■ SOURCE ■
And even in reality there is absolutely no proof about big coalitions over decades from 14-17th century. Thats nonsense.

Otherwise France, Russia and many other historical countries would have never existed.

Yes, AE needs to be more dynamic as in EU4. But building and forming big nations should still be possible.
There's much more to do in peacetime now and even a game that is basically just about expansion, downtime is a critical part of ensuring strategic gameplay

As for coalitions that just isn't true. For one some of that absence is because no country performed actions that would obviously be suicidal but which gameplay systems tend to not mediate well (fx conquering the lands of the Burgundian duchy instead of inheriting them would not have been possible). Even without that we reliably see coalitions forming, reforming, and shifting over the course of conflicts like the Italian Wars, 100 Years War, 30 Years War, and the various wars of expansion between Muscovy, Poland, and Lithuania over the disintegrating Golden Horde

These coalitions were cultural and religious but also reliably maintained a level of geopolitical reasoning that's almost entirely absent from gameplay. Even the Swiss Confederation is arguably just one such coalition against the expansionist desires of Austrian and Bavarian emperors that lasted long enough to become the basis for state formation

Building big nations should take time, and lots of it in most cases. Even voraciously expansionist states like the Ottomans and Delhi took one or two centuries to completely clear the small states in their orbit and both were the culmination of centuries more spent developing the political and military capacity to expand in that matter by their predecessors.

■ STORED RECORDS ■
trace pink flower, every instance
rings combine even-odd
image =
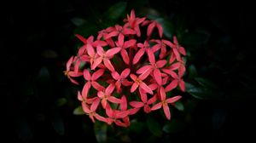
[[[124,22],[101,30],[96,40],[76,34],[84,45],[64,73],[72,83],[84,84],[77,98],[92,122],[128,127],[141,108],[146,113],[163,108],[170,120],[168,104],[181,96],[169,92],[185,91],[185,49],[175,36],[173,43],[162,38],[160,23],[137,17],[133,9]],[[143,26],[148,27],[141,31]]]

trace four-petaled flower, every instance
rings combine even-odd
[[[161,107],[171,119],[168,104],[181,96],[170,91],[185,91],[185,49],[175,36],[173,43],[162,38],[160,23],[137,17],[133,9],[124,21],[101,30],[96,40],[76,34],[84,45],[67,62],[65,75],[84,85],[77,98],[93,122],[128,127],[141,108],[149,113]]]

--

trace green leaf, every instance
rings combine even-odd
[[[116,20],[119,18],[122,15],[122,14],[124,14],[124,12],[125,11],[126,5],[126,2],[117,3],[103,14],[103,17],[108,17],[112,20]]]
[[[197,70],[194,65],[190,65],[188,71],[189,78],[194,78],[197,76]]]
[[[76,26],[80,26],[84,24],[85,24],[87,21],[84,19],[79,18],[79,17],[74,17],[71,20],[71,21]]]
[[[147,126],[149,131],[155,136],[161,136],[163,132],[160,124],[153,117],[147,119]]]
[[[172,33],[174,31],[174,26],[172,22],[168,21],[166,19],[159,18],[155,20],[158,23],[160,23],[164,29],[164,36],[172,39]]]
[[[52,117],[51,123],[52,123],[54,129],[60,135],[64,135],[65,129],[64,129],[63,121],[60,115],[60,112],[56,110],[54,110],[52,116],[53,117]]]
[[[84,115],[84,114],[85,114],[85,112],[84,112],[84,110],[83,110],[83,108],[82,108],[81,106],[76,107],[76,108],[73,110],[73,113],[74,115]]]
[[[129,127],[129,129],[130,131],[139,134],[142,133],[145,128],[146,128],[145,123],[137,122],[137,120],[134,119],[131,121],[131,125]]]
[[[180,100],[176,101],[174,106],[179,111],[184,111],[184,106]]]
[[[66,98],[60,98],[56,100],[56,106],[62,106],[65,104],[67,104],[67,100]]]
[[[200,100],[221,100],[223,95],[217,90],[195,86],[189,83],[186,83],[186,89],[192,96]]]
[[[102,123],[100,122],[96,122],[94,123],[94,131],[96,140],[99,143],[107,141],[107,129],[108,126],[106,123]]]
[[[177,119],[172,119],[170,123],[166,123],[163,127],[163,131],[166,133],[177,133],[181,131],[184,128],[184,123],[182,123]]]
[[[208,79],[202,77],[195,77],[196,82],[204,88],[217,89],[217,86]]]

■ GIVEN EXERCISE 1 ■
Show each line of the entries that contains the string "every". Case counts.
■ GIVEN EXERCISE 2 ■
Continue the post about coalitions and building big nations in the game, starting right after its last sentence.

■ WRITTEN ANSWER 1 ■
trace pink flower, every instance
trace four-petaled flower, every instance
trace green leaf, every instance

■ WRITTEN ANSWER 2 ■
Brandenburg didn't just become an expansionist state one day, it spent several generations developing economically, militarily, and diplomatically to the point where it could contest the great powers of its region. That process also involved losing to and learning from said great powers as well. There is no 17th C Prussia without Imperial Sweden and the Habsburgs. Or look at England: it first became suzerain over Wales in the 1000s but Wales was still somewhat independent and rebellious four centuries later, a pattern you see repeat in Ireland. In a pdx game, silencing both regions takes maybe 100 years total.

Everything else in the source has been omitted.